- **REQUIRED ACTIONS**:
• 1. According to the thread, what is the wife's main issue with the first poster?
• 2. Write out the part of the thread between "# Married and" and "go without planning?).", inclusive.
** PAGE EXTRACT follows **
# Married and confused



## average schmo (Apr 23, 2013)

We've been together for 15 years, married for most of them and I wonder if we're at the end of the line. We're both in our early 40's and have 2 elementary school kids together. It's always been my intent to keep our family together no matter how bad things got but she likes to drop the "D" word during all of our recent disagreements and has requested that I take off for awhile on a couple of those occasions (but those are always at awkward times and where am I going to go without planning?). 

We started going to therapy about 5 years ago when I learned that she was having an online sex chat with some dude and were planning to meet for real. The physical affair never materialized and therapy set us on the right track... for awhile. 

We used to have boundaries where neither of us could make new friends of the opposite sex. I didn't have a problem with that but a few years later she is talking with at least 3 new guys. This came up in therapy and she said she'd drop 2 of them but the 3rd was ugly and a good friend. Turns out she had an affair with #3 (which she said only happened once) and was carrying on phone calls and emails afterwards. I've always been skeptical that it was just 1 guy, 1 time considering she lied about the 1 time for months when I suspected it and questioned her about it ("no, of course not"). I was lucky to get evidence from #3's wife of all places!

So after she copped to the affair (when confronted with the evidence), we spent plenty of more time in therapy. She convinced me not to leave and I didn't want to but my trust in her is not even close to where it should be. I tell her that I trust her, but deep down, I'd have to be crazy to actually do it.

Her main issue with me is that I have a hard time communicating my feelings. I try, but it's just not in my nature. So she used that resentment of me to explain the affair. Although we've repaired some of the damage I certainly haven't forgotten and our sex life has suffered-- and it's mostly on me. I guess I'm just not into her the way I used to be, maybe the affair has made her less desirable to me. 

Over the years she's developed a book of resentments of me-- nothing I do is good enough, I'm not a good enough father, I'm not a good enough husband, my political views are too extreme for her .... we don't like the same music). Of course I take offense at most of that but I'm not supposed to be defensive in our talks. 

I'm not sure what I should do, stay, leave, wait for her to kick me to the curb? I'm not even sure what I want at this point.


----------



## john_lord_b3 (Jan 11, 2013)

Mr. Schmoe, seems like you have a major compatibility problems there, of which the only reasonable cure is divorce. So sorry for being pessimistic, I hope optimists people will chime in to counterbalance my pessimism.


----------



## Chris Taylor (Jul 22, 2010)

I guess the question is if she hates you so much and can't stand anything you do, why hasn't SHE left? I supposed she did, in a way, through the affairs.

Your problem with communication isn't going to help. You probably don't communicate boundaries very well and when they are breached, you don't communicate your displeasure well enough.

john lord b3 may be right. It sounds like she's just pushing you and pushing you until you go for the divorce. I suggest that you start that discussion with her. See where it leads. If she readily accepts that divorce is coming, you know she doesn't love you enough to fight for you. If she changes her tune, you may have a chance.


----------



## Toffer (Jan 31, 2012)
** End of PAGE EXTRACT **
** DATA EXTRACT follows **
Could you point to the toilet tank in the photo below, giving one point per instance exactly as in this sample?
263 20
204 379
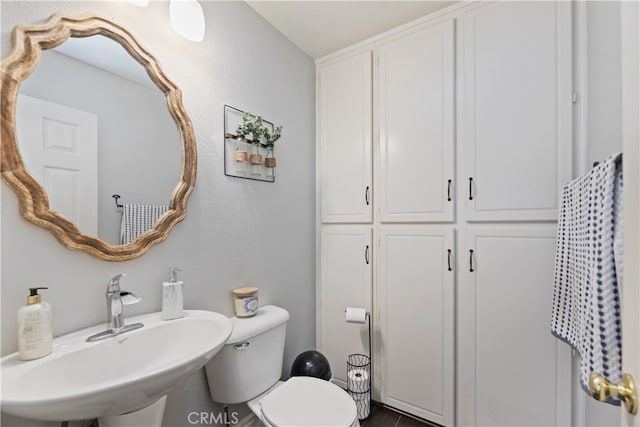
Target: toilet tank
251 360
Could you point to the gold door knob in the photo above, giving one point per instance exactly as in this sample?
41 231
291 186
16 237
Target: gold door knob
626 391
** End of DATA EXTRACT **
- **SOLUTIONS TO THE TASKS**:
• 1. That the first poster has a hard time communicating feelings.

• 2.
# Married and confused



## average schmo (Apr 23, 2013)

We've been together for 15 years, married for most of them and I wonder if we're at the end of the line. We're both in our early 40's and have 2 elementary school kids together. It's always been my intent to keep our family together no matter how bad things got but she likes to drop the "D" word during all of our recent disagreements and has requested that I take off for awhile on a couple of those occasions (but those are always at awkward times and where am I going to go without planning?).